> _Brief_: Return every line below that contains the word "dark", matching case exactly.

(Items listed in a dataset)
※ ※ ※

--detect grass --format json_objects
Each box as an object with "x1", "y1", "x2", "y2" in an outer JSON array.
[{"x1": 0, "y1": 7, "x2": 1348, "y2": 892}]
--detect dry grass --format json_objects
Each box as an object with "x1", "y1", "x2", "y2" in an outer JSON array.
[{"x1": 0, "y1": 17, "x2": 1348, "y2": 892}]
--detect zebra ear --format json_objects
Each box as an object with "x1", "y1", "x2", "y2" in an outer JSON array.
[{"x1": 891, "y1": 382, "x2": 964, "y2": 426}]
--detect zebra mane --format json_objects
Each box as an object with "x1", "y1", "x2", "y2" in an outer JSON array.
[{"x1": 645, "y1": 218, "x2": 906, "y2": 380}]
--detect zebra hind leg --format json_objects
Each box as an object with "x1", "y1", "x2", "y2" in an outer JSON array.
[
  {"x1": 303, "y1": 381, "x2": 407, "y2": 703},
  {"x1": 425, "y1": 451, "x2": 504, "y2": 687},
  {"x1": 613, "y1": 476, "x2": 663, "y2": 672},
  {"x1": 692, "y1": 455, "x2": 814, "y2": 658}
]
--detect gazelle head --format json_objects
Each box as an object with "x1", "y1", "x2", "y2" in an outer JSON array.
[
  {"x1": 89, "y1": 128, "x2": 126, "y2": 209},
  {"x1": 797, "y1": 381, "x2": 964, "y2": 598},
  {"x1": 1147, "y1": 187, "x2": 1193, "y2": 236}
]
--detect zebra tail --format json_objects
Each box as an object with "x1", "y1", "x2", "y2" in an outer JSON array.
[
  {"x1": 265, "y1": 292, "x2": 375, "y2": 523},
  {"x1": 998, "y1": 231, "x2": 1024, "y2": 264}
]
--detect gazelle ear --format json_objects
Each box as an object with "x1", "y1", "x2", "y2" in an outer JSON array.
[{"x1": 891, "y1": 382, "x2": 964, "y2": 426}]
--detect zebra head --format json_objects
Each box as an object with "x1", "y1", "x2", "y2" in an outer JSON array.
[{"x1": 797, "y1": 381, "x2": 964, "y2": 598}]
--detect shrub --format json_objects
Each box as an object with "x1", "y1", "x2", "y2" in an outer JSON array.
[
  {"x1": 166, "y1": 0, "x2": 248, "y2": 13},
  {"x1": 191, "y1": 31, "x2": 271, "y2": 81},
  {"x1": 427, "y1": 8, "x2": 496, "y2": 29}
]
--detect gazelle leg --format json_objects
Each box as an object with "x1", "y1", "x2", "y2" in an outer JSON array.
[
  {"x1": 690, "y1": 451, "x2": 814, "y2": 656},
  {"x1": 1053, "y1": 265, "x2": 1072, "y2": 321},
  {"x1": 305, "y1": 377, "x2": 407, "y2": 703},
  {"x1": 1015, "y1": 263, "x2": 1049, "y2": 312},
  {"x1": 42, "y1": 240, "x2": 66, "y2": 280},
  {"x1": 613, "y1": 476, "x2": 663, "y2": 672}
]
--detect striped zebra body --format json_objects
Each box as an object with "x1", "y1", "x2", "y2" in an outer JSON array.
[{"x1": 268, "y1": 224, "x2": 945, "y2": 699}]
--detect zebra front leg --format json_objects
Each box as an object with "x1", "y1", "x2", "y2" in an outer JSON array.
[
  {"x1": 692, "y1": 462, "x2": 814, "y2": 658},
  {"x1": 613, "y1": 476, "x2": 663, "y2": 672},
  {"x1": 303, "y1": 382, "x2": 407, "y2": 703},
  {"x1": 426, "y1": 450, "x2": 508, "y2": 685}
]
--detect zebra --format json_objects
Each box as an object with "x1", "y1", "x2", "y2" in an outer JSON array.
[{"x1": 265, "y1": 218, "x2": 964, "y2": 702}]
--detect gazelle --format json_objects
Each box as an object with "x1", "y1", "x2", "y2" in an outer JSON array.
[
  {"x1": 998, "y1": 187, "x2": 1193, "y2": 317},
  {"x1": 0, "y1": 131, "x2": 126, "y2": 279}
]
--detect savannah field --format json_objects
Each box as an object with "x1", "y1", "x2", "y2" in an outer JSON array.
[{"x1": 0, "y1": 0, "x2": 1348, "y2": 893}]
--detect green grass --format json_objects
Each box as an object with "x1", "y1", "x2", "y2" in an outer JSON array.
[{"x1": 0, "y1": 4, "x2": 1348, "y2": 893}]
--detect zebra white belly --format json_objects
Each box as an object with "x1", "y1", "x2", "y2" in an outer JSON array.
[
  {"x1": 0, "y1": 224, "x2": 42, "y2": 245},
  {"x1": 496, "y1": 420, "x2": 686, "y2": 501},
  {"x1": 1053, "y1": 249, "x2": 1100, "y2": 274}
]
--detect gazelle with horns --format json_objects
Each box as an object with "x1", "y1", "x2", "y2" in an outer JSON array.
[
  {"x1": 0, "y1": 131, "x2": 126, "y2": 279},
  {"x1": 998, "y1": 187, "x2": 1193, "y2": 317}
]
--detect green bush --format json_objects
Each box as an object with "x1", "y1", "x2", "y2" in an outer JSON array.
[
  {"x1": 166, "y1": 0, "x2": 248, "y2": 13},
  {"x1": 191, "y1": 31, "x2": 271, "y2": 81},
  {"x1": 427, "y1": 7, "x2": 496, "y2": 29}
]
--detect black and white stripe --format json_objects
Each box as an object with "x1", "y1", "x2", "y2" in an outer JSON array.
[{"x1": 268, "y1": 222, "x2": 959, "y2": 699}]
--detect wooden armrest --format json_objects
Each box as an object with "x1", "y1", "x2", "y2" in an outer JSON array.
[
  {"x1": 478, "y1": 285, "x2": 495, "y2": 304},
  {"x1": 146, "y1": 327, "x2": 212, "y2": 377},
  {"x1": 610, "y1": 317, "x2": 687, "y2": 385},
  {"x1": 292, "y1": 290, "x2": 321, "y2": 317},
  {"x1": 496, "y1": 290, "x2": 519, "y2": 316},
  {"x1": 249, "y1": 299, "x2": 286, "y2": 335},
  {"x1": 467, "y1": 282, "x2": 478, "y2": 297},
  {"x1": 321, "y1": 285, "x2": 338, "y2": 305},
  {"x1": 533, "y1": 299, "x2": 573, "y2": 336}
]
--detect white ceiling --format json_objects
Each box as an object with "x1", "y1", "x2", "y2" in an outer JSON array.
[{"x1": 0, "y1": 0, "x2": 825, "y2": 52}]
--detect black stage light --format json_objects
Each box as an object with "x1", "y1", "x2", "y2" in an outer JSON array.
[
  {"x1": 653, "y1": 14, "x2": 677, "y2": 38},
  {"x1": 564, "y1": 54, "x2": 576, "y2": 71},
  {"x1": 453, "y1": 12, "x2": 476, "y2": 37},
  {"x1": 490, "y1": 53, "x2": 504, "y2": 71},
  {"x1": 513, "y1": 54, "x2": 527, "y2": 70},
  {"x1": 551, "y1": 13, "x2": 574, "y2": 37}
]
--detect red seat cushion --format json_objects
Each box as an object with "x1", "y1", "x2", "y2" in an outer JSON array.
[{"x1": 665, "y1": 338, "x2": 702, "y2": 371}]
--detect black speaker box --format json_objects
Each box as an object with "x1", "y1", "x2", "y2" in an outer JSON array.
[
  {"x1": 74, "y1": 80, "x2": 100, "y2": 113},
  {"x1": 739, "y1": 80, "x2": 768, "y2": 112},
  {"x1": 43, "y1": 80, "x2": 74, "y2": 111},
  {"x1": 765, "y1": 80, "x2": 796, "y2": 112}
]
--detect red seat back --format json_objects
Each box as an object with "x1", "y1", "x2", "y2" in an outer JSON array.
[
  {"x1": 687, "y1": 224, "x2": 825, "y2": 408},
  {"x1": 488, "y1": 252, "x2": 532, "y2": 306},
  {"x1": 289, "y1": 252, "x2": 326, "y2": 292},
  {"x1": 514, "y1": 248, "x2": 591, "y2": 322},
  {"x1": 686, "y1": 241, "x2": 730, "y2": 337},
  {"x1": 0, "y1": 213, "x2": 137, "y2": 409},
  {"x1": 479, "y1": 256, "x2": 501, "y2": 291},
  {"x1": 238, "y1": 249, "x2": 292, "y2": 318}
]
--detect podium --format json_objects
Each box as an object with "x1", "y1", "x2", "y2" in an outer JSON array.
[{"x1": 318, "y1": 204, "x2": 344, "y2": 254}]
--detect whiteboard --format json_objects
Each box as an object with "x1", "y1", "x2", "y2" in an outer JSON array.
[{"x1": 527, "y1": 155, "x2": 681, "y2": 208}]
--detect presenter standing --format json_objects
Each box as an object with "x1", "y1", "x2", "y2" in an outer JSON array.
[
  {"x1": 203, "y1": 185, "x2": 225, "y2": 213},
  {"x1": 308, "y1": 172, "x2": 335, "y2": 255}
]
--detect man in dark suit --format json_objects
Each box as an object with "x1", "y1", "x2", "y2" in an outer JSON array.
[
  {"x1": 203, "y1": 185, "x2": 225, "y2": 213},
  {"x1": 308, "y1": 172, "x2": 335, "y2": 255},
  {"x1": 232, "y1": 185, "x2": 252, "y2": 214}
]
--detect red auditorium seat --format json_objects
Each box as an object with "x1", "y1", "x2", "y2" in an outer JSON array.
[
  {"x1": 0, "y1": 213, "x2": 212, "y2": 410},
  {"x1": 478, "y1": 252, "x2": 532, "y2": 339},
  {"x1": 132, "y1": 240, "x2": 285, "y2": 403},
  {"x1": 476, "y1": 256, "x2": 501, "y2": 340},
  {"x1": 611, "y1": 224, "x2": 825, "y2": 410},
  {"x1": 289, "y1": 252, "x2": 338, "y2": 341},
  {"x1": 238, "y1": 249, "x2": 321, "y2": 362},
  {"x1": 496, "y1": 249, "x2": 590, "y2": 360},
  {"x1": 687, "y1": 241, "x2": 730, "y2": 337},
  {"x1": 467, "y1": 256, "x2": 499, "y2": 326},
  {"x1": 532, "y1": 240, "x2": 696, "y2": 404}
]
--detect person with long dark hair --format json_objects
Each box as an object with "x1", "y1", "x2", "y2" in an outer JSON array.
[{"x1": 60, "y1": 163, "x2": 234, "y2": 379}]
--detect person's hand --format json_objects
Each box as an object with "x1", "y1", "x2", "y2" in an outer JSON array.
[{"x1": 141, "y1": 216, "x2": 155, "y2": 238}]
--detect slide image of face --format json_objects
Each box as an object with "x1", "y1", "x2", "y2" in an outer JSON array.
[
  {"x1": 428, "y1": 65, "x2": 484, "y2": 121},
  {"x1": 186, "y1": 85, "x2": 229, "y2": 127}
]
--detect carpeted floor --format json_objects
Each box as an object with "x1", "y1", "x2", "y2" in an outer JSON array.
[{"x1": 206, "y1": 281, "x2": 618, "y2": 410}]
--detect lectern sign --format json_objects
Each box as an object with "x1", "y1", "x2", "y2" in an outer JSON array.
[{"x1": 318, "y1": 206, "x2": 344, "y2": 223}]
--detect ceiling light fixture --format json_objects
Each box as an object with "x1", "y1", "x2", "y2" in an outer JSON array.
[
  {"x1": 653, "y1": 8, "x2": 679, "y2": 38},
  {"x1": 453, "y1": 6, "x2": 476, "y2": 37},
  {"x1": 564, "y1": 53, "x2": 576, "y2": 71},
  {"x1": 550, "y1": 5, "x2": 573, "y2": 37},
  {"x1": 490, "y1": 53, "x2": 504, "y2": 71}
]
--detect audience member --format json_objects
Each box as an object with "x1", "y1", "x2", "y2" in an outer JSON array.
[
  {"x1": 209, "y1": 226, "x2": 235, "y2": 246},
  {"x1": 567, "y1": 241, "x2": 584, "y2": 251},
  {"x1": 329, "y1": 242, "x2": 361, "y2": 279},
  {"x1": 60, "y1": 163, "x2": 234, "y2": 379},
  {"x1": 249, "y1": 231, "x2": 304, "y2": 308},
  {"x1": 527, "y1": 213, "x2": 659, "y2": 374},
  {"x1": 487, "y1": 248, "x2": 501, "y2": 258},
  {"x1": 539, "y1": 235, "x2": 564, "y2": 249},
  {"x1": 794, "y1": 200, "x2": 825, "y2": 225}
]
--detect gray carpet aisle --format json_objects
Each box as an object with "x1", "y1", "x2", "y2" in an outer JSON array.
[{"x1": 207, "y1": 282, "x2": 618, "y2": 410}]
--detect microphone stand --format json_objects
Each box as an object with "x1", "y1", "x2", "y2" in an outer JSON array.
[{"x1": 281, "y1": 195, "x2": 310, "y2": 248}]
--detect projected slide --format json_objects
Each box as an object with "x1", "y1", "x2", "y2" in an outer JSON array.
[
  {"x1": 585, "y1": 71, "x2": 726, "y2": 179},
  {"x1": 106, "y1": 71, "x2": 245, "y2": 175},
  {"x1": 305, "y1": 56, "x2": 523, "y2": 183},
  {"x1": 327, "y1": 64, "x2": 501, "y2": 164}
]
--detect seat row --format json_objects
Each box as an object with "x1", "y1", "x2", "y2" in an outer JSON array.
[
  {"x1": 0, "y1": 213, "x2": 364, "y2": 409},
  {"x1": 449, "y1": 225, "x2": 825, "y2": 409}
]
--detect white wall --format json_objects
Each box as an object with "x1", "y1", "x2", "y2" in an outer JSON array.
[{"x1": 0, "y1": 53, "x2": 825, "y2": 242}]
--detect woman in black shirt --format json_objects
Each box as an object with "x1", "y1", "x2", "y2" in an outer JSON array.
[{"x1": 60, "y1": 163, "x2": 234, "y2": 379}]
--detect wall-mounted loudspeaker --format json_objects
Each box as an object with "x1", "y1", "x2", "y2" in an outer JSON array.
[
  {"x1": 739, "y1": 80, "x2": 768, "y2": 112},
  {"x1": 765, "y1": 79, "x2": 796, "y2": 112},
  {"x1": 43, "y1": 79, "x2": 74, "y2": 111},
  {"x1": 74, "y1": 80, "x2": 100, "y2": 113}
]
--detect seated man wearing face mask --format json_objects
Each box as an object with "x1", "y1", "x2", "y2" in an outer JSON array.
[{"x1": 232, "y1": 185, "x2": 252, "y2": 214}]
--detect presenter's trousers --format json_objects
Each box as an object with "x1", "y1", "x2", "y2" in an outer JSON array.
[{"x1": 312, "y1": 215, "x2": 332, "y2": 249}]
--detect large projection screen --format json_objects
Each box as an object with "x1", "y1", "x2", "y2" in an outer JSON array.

※ ※ ※

> _In response_:
--detect man in dark suit --format json_objects
--detect person with long dark hair --format json_objects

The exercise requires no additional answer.